- TÂCHES À RÉALISER -
• a. Recopiez le passage du texte sur les élections en Éthiopie qui va de « Outre son caractère » jusqu'à « et son impartialité. » inclus.
• b. Écrivez la suite du texte sur les élections en Éthiopie, en reprenant juste après sa dernière phrase.

- EXTRAIT FOURNI -
Compte tenu des clivages politiques qui pèsent encore sur le corps politique éthiopien, le Prosperity Party ne devrait pas trop se fier aux résultats des élections. Il doit mettre fin aux conflits intercommunautaires et se concentrer sur la stabilisation du pays, la gestion de l’inflation, l’engagement de l’opposition et le lancement d’un dialogue national ouvert à tous. Cela pourrait lui conférer une légitimité populaire.
Outre son caractère pacifique, l’autre héritage des élections et de la réforme politique d’Abiy consiste dans la stature institutionnelle du Conseil électoral national éthiopien. Avec toutes ses limites, le Conseil a pu devenir un arbitre impartial. Dirigé par l’ancienne figure de l’opposition Birtukan Mideksa, il a fait montre d’un travail louable en affichant son indépendance, sa rigueur et son impartialité.
Cela n’a toutefois pas été tâche facile. Il a parfois fallu faire appel à l’intervention d’Abiy pour que les administrations régionales coopèrent et répondent aux exigences techniques et logistiques du Conseil. En dépit des obstacles en termes de bureaucratie et de capacités, le Conseil a essayé de créer un environnement équitable, d’établir des règles et des procédures claires et d’organiser une élection crédible. Jusqu’à présent, il semble avoir répondu aux attentes de nombreux observateurs critiques. Garantir son indépendance et ses capacités pourrait contribuer à consolider le processus de démocratisation de l’Éthiopie.

- DONNÉES FOURNIES -
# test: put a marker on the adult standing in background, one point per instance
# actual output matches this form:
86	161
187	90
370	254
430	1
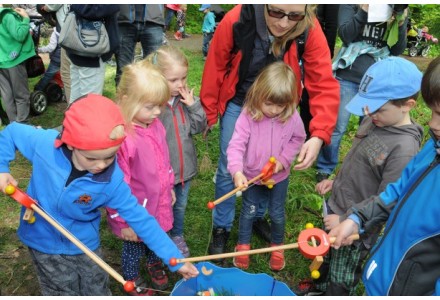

- RÉPONSES SUCCESSIVES -
• a.
Outre son caractère pacifique, l’autre héritage des élections et de la réforme politique d’Abiy consiste dans la stature institutionnelle du Conseil électoral national éthiopien. Avec toutes ses limites, le Conseil a pu devenir un arbitre impartial. Dirigé par l’ancienne figure de l’opposition Birtukan Mideksa, il a fait montre d’un travail louable en affichant son indépendance, sa rigueur et son impartialité.

• b.
L’Éthiopie est un acteur décisif dans la Corne de l’Afrique et Addis-Abeba est souvent considérée comme la capitale diplomatique du continent. Maintenant que les élections sont terminées, à l’exception de celles qui se tiendront dans les régions de Somalie et de Harari le 6 septembre, l’Éthiopie doit privilégier le dialogue national inclusif et la réconciliation pour faire face à ses problèmes de sécurité.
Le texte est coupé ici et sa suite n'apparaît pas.